Find every line in the records below that contains the word "truss", and copy each of those lines. Case counts.

##############################

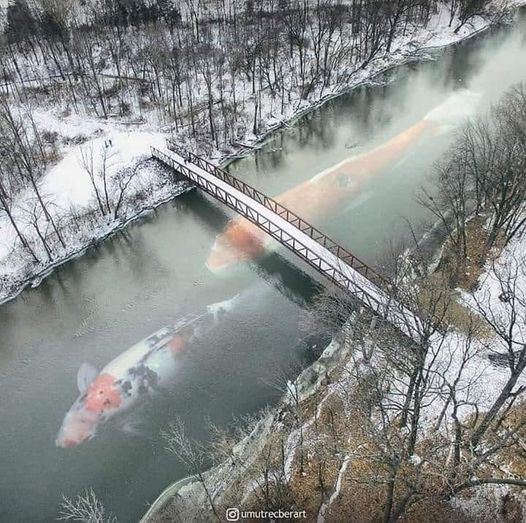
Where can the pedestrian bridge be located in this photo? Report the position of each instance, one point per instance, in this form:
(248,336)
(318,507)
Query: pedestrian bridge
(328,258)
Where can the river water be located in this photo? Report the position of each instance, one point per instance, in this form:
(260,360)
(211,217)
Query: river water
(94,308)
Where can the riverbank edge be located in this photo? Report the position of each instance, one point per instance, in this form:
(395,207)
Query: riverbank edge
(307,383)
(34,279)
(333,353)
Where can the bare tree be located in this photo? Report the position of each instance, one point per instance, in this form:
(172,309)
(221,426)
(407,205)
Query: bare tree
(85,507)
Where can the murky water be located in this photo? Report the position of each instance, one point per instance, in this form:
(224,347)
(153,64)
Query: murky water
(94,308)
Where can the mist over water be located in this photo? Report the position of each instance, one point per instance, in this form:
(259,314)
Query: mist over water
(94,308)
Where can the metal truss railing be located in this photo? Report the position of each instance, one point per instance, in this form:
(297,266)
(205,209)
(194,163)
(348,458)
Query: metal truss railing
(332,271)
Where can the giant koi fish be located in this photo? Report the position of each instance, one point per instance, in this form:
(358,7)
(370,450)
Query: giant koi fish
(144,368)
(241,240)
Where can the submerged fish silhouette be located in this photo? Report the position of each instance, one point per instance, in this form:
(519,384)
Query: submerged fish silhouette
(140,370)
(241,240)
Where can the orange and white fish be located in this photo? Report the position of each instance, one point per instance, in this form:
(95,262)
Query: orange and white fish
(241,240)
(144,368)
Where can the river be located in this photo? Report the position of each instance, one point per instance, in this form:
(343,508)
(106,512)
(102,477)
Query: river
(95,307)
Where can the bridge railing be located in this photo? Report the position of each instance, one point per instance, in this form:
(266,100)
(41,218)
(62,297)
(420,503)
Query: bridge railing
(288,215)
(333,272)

##############################

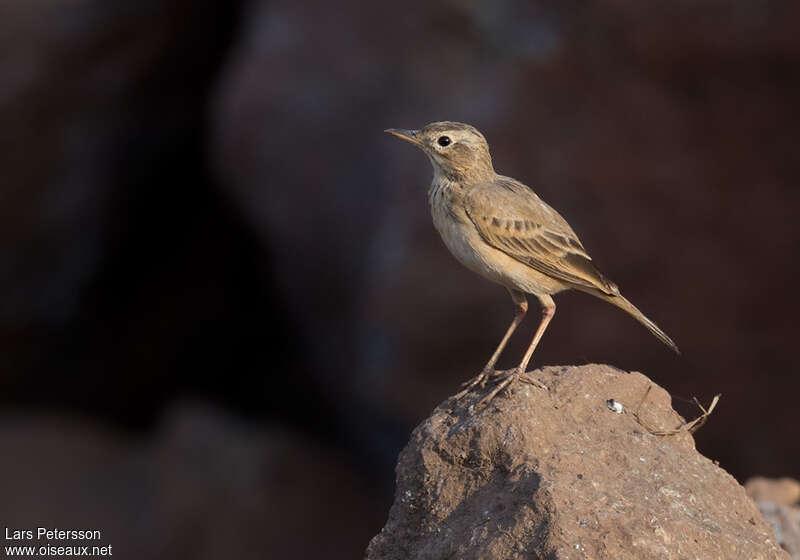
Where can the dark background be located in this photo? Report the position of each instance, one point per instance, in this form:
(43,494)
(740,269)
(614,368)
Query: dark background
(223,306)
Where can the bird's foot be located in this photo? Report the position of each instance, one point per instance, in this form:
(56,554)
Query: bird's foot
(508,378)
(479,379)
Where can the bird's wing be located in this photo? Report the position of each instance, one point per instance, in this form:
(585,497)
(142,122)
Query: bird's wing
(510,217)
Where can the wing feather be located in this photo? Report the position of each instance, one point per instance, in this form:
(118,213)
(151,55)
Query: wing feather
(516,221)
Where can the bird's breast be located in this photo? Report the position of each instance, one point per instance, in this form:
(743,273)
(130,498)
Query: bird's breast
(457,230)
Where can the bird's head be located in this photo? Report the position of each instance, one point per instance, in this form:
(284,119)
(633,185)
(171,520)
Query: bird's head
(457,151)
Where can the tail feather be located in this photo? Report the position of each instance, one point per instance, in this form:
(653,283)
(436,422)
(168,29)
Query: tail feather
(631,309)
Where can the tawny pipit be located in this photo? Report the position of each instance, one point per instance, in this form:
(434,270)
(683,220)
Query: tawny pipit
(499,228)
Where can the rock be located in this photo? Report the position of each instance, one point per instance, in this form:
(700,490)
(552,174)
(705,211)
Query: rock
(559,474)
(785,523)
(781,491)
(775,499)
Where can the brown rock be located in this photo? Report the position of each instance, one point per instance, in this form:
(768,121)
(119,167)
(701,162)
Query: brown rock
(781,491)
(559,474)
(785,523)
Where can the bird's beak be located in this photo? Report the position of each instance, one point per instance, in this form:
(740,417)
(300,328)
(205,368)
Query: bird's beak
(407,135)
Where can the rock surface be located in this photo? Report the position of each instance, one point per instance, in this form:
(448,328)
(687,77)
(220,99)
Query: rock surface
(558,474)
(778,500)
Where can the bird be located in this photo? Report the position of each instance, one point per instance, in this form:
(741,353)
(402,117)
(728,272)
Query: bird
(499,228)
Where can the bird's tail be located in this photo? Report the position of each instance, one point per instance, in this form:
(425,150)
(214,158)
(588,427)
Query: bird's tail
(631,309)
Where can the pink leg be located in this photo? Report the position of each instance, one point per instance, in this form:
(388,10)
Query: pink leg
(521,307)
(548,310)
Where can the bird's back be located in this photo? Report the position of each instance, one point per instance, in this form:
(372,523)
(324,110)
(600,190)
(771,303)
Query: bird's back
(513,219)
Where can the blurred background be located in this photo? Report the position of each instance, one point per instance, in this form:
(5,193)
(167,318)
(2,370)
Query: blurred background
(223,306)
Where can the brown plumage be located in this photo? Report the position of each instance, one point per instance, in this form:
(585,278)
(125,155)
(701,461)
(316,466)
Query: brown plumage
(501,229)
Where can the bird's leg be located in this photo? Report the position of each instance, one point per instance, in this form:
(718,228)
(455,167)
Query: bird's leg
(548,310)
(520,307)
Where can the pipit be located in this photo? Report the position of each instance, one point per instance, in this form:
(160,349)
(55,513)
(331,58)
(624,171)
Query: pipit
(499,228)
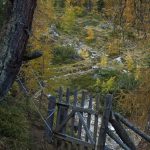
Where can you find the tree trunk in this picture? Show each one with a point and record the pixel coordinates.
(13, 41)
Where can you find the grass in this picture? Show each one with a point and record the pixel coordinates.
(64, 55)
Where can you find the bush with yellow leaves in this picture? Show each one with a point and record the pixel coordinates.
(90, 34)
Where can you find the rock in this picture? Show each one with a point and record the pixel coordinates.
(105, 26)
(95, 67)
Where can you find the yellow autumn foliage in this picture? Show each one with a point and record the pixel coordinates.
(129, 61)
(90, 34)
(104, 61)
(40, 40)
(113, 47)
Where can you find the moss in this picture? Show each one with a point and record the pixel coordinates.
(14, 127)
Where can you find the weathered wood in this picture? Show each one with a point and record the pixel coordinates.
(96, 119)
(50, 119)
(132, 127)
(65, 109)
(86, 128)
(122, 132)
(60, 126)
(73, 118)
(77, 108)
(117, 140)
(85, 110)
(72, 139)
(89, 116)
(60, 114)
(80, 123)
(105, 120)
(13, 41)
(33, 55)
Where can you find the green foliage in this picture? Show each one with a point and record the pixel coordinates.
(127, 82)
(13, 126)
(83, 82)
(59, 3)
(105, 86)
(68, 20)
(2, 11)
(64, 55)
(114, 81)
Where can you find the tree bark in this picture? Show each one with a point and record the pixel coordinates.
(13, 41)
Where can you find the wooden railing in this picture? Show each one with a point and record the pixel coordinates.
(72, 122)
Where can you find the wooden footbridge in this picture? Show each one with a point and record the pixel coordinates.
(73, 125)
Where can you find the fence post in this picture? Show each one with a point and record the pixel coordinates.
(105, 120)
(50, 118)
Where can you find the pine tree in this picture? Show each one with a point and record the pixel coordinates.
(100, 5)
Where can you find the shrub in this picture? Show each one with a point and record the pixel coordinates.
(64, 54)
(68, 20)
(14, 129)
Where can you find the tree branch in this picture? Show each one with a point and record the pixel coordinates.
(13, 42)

##############################

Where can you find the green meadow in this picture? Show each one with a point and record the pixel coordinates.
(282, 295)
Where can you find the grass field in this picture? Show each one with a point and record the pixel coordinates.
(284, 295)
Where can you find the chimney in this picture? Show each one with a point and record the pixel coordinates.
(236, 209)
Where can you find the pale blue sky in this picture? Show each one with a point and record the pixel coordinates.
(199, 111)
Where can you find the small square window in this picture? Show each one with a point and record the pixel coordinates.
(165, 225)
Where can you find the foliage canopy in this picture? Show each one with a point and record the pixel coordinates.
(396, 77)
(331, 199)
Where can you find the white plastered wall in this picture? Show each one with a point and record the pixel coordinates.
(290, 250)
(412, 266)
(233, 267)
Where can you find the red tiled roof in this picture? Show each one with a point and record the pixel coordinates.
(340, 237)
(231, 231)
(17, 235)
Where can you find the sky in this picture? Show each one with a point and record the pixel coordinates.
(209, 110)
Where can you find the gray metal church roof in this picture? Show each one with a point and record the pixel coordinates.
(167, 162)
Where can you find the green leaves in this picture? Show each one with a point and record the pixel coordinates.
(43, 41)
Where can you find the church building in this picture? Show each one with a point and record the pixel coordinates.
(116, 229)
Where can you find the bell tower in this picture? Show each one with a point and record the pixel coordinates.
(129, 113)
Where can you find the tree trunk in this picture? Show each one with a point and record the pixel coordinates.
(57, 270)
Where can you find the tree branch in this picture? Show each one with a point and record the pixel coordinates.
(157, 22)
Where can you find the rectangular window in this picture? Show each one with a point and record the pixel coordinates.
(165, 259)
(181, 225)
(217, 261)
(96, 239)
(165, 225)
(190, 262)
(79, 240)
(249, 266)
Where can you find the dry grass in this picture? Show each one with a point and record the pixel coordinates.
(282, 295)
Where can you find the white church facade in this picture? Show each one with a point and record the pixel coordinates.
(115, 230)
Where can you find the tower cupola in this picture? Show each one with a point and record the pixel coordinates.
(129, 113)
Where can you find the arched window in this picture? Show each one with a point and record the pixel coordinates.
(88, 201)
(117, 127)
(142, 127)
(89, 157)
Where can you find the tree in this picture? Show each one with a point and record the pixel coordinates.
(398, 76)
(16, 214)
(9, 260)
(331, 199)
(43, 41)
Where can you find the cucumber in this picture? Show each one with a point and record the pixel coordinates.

##############################

## Written reply
Where can the metal truss railing be located in this photo? Report the position of each instance, one point per instance, in this form:
Query: metal truss railing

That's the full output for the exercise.